[e2e] What if there were no well known numbers?

David P. Reed dpreed at reed.com
Mon Aug 7 08:50:38 PDT 2006


Joe/Jon - "stop - you're both right!" (from an old TV commercial).

Ultimately there are two essential parties to any message - the sender 
and the receiver - and a collection of unessential but helpful third 
parties (the network components that may help facilitate that 
communication).

The sender and receiver make a JOINT decision to send and to accept the 
sending.   Neither comes first in any essential way.

Jon is focused on delegating to third parties the job of blocking 
unwanted sends.  Joe is focused on delegating to third parties the job 
of presenting opportunities to receive to anyone who wants to.

Neither of you wants the third parties to become first parties - 
deciding on their own which communications should happen.  (I posit 
this, though it is evident only implicitly in your views).   Of course 
there are third parties who very much view it as their right to decide 
both who can send and who can receive messages.  (Verizon, for example, 
wants an exclusive franchise to decide who can receive broadband in the 
areas they provide service for and also an exclusive franchise to decide 
who can provide content that is received; governments want to provide 
non-discretionary policy controls as well, focused on blocking 
communications to which the government is not allowed to read the content).

• Given data:
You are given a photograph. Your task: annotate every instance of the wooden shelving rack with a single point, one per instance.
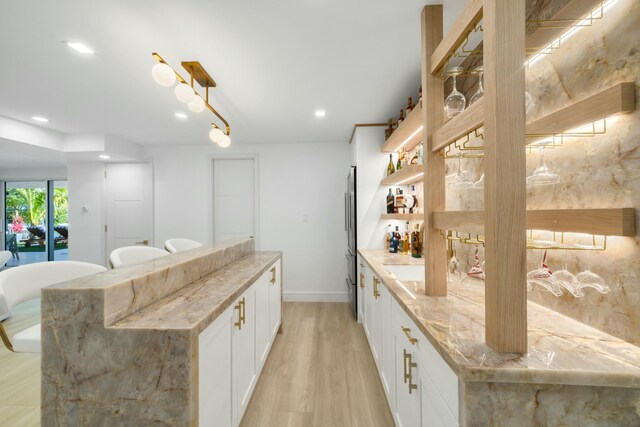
(505, 219)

• Work to do:
1. Write out the post from "Ultimately there are" to "communication).".
2. According to the post, what job is Jon focused on delegating to third parties?
The material has no connection to the post.

• Solutions below:
1.
Ultimately there are two essential parties to any message - the sender 
and the receiver - and a collection of unessential but helpful third 
parties (the network components that may help facilitate that 
communication).

2. Blocking unwanted sends.